===== DATASET RECORDS =====

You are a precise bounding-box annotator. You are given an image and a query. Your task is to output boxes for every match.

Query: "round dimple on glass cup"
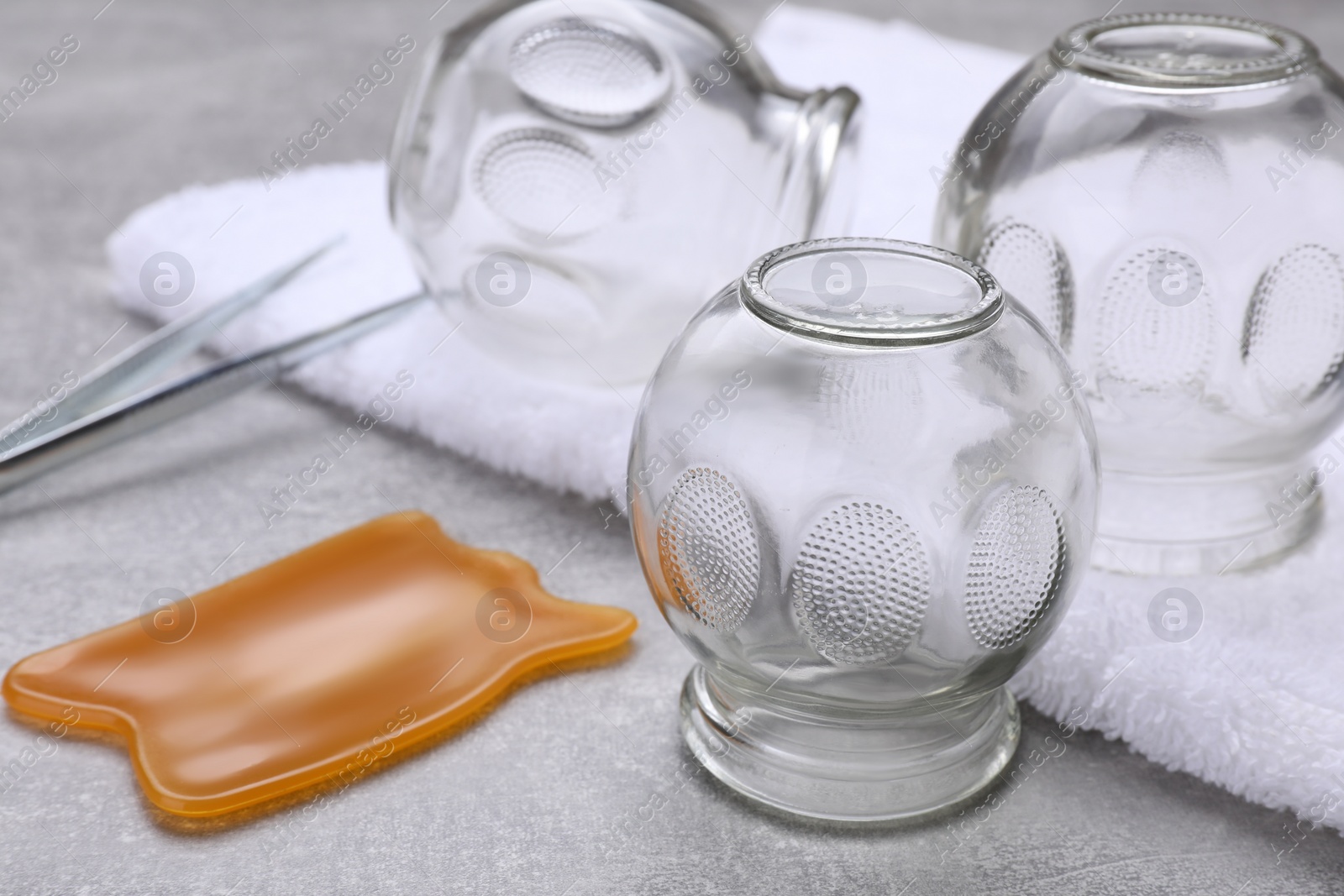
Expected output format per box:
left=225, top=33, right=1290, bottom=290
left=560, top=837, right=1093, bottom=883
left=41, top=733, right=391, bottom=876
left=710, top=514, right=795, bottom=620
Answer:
left=629, top=239, right=1097, bottom=820
left=936, top=13, right=1344, bottom=574
left=388, top=0, right=858, bottom=390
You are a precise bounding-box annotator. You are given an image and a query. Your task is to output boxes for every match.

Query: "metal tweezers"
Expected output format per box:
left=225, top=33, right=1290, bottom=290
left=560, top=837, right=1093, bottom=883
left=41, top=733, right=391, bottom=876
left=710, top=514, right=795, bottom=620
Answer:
left=0, top=240, right=433, bottom=493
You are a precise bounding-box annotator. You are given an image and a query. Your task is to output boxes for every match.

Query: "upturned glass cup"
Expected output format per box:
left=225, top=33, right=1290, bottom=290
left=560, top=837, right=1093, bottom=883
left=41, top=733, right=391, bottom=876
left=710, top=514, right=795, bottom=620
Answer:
left=936, top=13, right=1344, bottom=574
left=390, top=0, right=858, bottom=387
left=629, top=239, right=1097, bottom=820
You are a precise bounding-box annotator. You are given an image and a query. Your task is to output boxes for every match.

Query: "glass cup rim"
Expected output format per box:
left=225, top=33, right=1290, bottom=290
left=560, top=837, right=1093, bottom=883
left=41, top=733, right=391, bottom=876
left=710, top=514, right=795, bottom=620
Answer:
left=1050, top=12, right=1320, bottom=89
left=741, top=237, right=1005, bottom=348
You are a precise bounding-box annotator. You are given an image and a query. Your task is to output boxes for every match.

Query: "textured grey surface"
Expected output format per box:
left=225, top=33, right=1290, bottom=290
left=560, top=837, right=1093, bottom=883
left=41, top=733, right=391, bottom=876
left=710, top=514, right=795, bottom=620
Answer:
left=0, top=0, right=1344, bottom=896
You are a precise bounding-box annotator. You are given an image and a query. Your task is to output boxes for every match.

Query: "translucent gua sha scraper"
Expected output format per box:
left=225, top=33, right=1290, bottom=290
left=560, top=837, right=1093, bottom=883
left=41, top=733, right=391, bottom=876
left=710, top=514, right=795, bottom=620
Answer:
left=4, top=511, right=636, bottom=815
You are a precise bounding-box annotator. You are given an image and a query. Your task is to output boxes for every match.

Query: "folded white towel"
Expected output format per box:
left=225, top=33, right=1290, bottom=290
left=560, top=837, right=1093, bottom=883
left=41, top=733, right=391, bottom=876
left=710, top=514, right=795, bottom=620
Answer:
left=108, top=7, right=1344, bottom=832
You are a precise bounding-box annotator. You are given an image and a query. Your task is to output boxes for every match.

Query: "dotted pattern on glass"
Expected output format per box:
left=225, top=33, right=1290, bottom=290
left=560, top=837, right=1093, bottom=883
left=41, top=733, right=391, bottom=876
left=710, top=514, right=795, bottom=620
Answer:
left=508, top=18, right=670, bottom=128
left=1242, top=244, right=1344, bottom=407
left=1093, top=240, right=1216, bottom=392
left=789, top=501, right=930, bottom=663
left=817, top=356, right=927, bottom=451
left=976, top=217, right=1074, bottom=349
left=475, top=128, right=616, bottom=238
left=659, top=466, right=761, bottom=634
left=966, top=485, right=1064, bottom=650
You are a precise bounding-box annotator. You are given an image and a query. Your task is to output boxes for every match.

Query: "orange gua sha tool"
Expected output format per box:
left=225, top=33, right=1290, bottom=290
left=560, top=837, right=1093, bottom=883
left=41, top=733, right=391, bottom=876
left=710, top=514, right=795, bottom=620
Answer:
left=4, top=511, right=636, bottom=817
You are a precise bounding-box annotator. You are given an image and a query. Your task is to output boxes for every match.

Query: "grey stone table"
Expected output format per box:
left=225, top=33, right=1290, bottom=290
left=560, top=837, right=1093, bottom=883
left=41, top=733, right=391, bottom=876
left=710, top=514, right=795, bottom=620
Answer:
left=0, top=0, right=1344, bottom=896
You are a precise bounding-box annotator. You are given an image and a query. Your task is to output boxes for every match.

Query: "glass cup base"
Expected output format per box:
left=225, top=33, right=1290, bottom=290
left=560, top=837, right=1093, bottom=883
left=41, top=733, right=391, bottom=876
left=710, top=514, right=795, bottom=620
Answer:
left=681, top=665, right=1021, bottom=822
left=1091, top=462, right=1322, bottom=575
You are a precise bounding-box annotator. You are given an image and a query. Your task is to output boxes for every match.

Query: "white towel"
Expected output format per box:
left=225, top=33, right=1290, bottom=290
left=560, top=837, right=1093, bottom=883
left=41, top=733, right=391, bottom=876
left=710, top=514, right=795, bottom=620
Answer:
left=108, top=7, right=1344, bottom=832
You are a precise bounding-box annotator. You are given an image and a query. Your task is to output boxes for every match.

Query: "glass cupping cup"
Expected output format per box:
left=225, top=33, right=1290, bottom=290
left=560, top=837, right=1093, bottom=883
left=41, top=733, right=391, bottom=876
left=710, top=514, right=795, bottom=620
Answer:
left=936, top=13, right=1344, bottom=574
left=388, top=0, right=858, bottom=388
left=629, top=239, right=1097, bottom=820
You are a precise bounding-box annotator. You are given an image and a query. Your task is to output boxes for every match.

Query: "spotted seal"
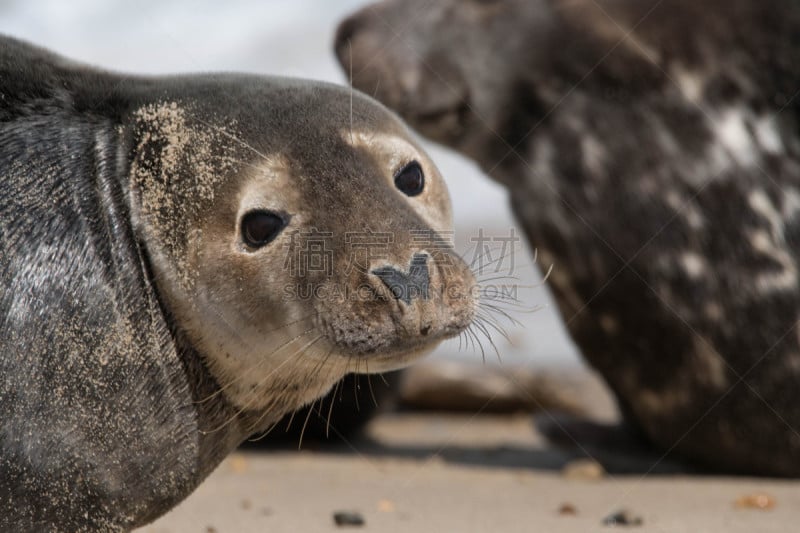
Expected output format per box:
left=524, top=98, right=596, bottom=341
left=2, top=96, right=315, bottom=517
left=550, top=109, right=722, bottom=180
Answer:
left=336, top=0, right=800, bottom=476
left=0, top=37, right=476, bottom=531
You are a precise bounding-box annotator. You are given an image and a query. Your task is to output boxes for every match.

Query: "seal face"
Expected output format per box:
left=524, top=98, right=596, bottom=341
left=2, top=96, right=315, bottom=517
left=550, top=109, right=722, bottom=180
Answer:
left=336, top=0, right=800, bottom=476
left=0, top=34, right=476, bottom=531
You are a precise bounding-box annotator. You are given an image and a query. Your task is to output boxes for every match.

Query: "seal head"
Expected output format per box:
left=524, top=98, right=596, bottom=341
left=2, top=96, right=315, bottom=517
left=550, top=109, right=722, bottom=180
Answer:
left=0, top=38, right=475, bottom=531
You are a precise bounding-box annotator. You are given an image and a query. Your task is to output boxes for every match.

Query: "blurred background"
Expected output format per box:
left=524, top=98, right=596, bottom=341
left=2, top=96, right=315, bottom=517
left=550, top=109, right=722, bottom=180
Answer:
left=0, top=0, right=578, bottom=366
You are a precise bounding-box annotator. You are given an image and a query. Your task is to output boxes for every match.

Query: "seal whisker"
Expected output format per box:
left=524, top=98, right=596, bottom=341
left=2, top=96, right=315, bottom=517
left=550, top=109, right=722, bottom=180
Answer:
left=194, top=315, right=317, bottom=403
left=204, top=329, right=324, bottom=434
left=297, top=394, right=317, bottom=450
left=325, top=374, right=342, bottom=438
left=472, top=316, right=502, bottom=362
left=191, top=114, right=270, bottom=162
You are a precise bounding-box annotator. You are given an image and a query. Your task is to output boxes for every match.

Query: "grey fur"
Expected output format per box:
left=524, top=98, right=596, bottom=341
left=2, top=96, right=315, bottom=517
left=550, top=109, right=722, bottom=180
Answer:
left=0, top=37, right=473, bottom=532
left=336, top=0, right=800, bottom=476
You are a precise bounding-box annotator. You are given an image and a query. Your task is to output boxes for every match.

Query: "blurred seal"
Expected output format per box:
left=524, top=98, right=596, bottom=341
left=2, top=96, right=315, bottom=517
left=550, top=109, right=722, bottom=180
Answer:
left=0, top=38, right=475, bottom=531
left=336, top=0, right=800, bottom=476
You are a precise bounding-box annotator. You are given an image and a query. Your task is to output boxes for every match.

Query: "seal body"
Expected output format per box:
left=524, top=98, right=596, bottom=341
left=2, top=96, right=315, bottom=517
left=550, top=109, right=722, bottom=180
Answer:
left=0, top=37, right=474, bottom=531
left=336, top=0, right=800, bottom=476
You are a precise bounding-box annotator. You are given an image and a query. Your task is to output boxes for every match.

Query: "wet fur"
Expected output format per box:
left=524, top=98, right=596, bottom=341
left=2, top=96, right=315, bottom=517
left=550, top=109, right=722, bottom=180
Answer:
left=337, top=0, right=800, bottom=477
left=0, top=37, right=472, bottom=531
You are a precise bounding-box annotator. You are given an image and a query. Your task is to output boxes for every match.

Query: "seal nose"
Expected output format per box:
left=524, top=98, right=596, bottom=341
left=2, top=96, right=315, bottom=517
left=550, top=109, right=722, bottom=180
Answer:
left=372, top=254, right=430, bottom=305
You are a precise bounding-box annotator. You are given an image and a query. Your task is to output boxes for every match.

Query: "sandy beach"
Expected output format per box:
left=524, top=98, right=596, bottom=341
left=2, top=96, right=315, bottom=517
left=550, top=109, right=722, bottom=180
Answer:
left=140, top=366, right=800, bottom=533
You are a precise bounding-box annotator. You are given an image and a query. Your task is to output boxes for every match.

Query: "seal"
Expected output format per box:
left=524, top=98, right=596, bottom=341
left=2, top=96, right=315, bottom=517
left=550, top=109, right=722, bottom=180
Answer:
left=0, top=33, right=476, bottom=531
left=336, top=0, right=800, bottom=476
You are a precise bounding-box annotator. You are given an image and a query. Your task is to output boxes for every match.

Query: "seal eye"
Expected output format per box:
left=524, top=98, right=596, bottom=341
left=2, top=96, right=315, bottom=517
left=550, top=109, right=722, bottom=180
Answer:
left=394, top=161, right=425, bottom=196
left=242, top=211, right=286, bottom=248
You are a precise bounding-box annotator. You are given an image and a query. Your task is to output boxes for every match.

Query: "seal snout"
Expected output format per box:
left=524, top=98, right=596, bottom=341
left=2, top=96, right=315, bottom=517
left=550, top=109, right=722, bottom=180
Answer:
left=372, top=253, right=431, bottom=305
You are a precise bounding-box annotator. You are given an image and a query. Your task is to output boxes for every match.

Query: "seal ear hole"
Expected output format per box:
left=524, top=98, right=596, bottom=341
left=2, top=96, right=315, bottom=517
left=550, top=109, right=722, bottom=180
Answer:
left=394, top=161, right=425, bottom=196
left=241, top=210, right=287, bottom=248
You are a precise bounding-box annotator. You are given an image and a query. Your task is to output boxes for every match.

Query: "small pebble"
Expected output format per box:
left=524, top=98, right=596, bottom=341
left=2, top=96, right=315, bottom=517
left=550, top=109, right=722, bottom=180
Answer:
left=333, top=511, right=364, bottom=527
left=736, top=493, right=776, bottom=511
left=378, top=500, right=394, bottom=513
left=561, top=459, right=606, bottom=481
left=603, top=509, right=644, bottom=526
left=558, top=503, right=578, bottom=516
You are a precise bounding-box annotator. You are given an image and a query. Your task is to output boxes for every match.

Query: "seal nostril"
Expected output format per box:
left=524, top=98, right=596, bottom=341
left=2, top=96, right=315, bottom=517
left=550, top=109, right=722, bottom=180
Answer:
left=372, top=254, right=430, bottom=304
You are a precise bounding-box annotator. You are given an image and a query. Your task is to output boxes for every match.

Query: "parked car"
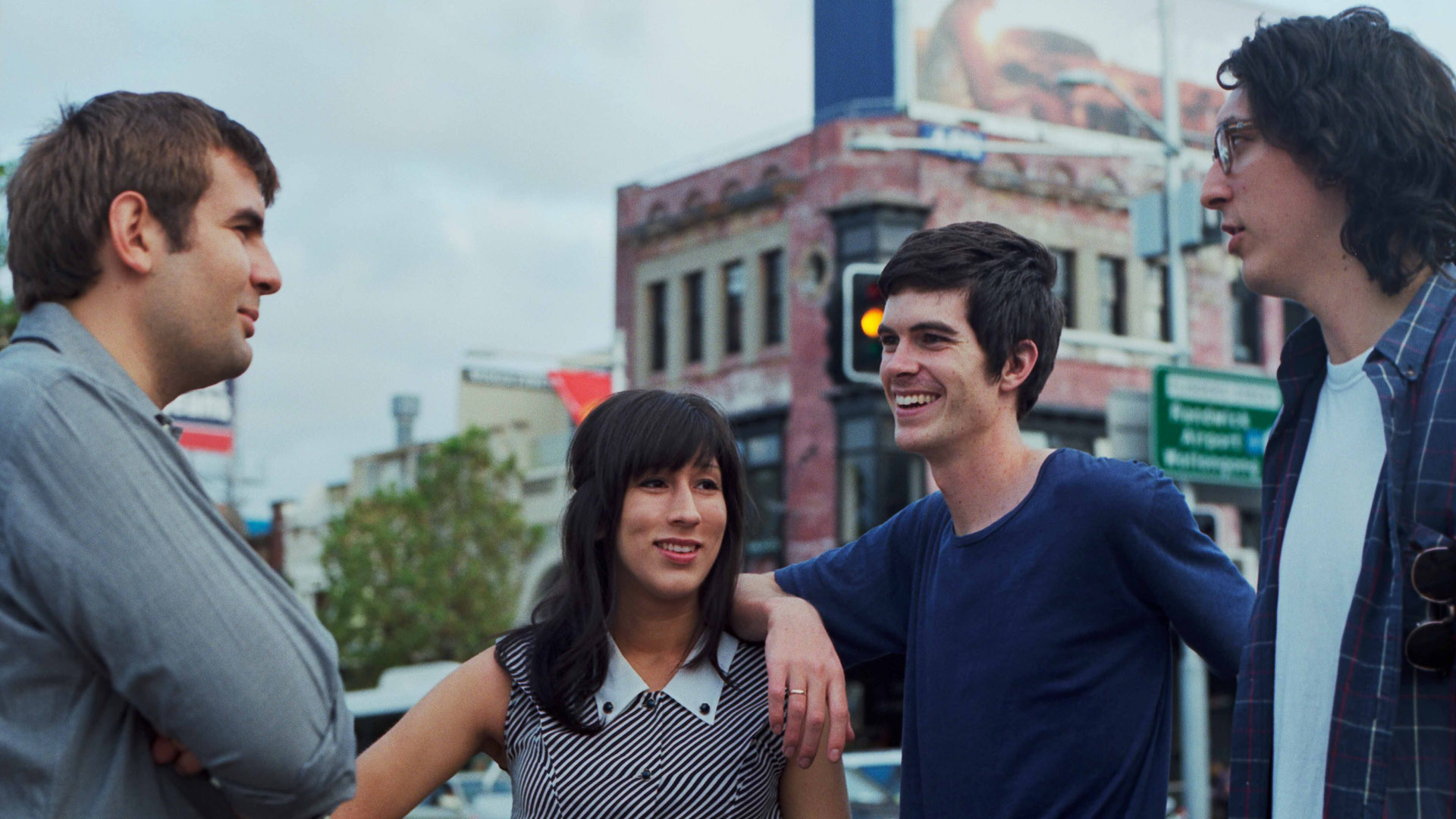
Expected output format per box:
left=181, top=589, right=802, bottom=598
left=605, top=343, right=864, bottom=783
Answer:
left=843, top=748, right=900, bottom=819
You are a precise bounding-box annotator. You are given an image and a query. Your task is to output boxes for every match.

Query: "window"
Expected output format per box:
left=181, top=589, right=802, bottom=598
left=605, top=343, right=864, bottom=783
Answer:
left=1230, top=278, right=1264, bottom=364
left=682, top=271, right=703, bottom=364
left=1097, top=256, right=1127, bottom=335
left=723, top=261, right=748, bottom=354
left=1051, top=249, right=1078, bottom=326
left=763, top=251, right=783, bottom=347
left=839, top=397, right=924, bottom=541
left=646, top=281, right=667, bottom=373
left=736, top=417, right=785, bottom=571
left=1143, top=264, right=1174, bottom=341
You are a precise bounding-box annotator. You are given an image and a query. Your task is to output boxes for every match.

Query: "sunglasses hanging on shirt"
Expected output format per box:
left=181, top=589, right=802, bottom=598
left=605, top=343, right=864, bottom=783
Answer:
left=1405, top=547, right=1456, bottom=673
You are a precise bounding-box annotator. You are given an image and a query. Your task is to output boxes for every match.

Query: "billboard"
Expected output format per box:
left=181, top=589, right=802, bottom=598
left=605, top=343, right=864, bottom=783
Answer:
left=165, top=379, right=236, bottom=455
left=896, top=0, right=1288, bottom=138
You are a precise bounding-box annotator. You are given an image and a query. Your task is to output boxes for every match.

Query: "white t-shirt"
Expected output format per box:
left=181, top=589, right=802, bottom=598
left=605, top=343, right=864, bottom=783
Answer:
left=1272, top=350, right=1385, bottom=819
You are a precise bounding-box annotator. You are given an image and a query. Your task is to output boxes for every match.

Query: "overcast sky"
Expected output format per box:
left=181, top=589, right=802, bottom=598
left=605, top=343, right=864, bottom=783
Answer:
left=0, top=0, right=1456, bottom=517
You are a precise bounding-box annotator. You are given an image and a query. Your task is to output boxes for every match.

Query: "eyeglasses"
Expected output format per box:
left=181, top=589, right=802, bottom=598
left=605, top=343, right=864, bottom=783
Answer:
left=1213, top=120, right=1254, bottom=175
left=1405, top=547, right=1456, bottom=673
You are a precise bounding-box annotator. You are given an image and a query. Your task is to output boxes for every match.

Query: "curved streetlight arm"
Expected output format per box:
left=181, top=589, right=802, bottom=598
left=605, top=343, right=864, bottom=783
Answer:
left=1057, top=68, right=1182, bottom=150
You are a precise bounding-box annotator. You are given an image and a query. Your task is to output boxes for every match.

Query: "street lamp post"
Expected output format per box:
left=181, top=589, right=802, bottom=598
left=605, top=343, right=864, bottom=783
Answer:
left=1057, top=6, right=1210, bottom=819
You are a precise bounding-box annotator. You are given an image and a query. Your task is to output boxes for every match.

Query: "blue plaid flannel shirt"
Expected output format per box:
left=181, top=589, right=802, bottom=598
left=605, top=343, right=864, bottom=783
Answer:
left=1228, top=267, right=1456, bottom=819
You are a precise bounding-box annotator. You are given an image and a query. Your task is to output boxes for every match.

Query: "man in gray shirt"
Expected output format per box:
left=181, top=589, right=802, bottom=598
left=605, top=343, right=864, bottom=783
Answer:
left=0, top=92, right=354, bottom=819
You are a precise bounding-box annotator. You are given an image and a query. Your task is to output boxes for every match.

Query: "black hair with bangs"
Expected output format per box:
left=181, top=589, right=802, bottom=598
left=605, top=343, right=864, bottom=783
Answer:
left=497, top=389, right=745, bottom=735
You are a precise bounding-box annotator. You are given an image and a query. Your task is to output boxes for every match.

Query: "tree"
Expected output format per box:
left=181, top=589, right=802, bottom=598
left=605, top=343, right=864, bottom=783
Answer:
left=318, top=428, right=541, bottom=688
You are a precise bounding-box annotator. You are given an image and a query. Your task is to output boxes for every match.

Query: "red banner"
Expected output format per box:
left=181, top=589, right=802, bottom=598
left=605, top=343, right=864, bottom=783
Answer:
left=546, top=370, right=611, bottom=424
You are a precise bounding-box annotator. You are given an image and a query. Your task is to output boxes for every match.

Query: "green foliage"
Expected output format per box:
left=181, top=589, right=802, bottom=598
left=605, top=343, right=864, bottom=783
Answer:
left=0, top=296, right=20, bottom=348
left=318, top=428, right=541, bottom=688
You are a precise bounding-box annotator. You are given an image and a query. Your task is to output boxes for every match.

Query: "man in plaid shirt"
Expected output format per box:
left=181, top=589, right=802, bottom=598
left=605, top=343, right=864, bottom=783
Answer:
left=1203, top=9, right=1456, bottom=819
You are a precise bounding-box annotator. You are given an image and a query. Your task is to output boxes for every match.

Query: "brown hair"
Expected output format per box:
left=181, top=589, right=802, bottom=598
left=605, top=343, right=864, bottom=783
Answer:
left=880, top=221, right=1065, bottom=419
left=6, top=92, right=278, bottom=310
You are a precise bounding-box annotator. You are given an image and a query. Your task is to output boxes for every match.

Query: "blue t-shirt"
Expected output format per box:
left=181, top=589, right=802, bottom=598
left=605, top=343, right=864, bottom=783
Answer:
left=774, top=449, right=1254, bottom=819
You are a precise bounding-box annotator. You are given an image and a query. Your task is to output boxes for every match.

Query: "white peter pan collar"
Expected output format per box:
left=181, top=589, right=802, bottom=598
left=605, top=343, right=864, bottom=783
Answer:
left=595, top=631, right=738, bottom=726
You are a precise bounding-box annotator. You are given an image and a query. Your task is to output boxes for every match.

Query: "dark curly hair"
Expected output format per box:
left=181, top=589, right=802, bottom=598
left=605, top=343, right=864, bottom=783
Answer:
left=1217, top=6, right=1456, bottom=294
left=880, top=221, right=1065, bottom=419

=====

- AIM: Recast the listing above, from its first line up to and including the line with "left=388, top=0, right=858, bottom=390", as a Markdown table with the columns Row and Line, giving each line a running row number. Skip blank lines and leave the pictures out.

- EXERCISE OUTPUT:
| Row | Line |
|---|---|
| 1 | You are a precise bounding-box annotator. You are given an image and a query. Your task is to output boxes for every match. |
| 2 | Query: "round dimple on glass cup" |
| 3 | Expected output format per box: |
| 4 | left=225, top=33, right=1290, bottom=290 |
| 5 | left=560, top=837, right=1093, bottom=883 |
| 6 | left=41, top=733, right=391, bottom=876 |
| 7 | left=710, top=514, right=795, bottom=620 |
| 8 | Answer: |
| 9 | left=629, top=239, right=1097, bottom=820 |
| 10 | left=936, top=13, right=1344, bottom=574 |
| 11 | left=388, top=0, right=858, bottom=390 |